**** INPUT DATA ****

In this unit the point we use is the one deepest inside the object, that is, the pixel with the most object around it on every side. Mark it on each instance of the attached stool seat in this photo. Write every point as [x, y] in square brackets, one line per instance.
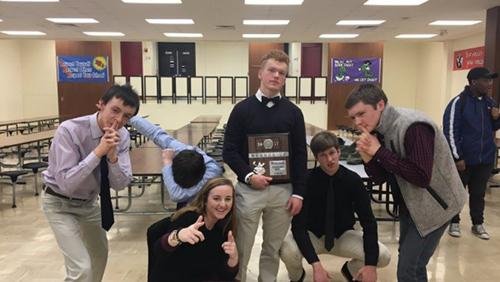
[14, 174]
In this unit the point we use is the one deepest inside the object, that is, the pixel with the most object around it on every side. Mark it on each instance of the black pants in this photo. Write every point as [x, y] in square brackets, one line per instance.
[475, 179]
[155, 232]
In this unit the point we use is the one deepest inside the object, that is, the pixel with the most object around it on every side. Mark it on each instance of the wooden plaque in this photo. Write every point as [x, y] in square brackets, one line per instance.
[269, 155]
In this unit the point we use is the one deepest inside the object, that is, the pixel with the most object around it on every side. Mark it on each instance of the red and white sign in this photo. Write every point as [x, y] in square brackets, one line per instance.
[468, 58]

****

▸ **PROMPT**
Output each record precisely as it appears, and drop every picture.

▸ **COMPLETED TASK**
In this unit the point we use is the one deepest inside the object, that is, the pixel with the most object around it on every side. Mark it on each instance of the attached stool seat in this photo. Write every point as [x, y] in square brackets, one line per instance.
[14, 174]
In this unit the point we use is the one deepest inside the object, that is, the pixel with the most object around it on every side. Mark it on each instance of the black pants in this photo. Write every point as [x, y] in square brackets, one line per instance.
[475, 179]
[155, 232]
In this unit the point we use is the one deepest inside the object, that is, the pixel with the most object around it on every side. Mark it on each instance of the wooden plaque in this photo. Write every point as [x, y] in square brackets, one line per instance.
[269, 155]
In this unit the point we use is the one deepest inside the object, that is, the pixel with the most object around it on every side. Mark it on each instance of the red and white sign in this photo. Write every point as [x, y] in square brackets, one line per instance.
[468, 58]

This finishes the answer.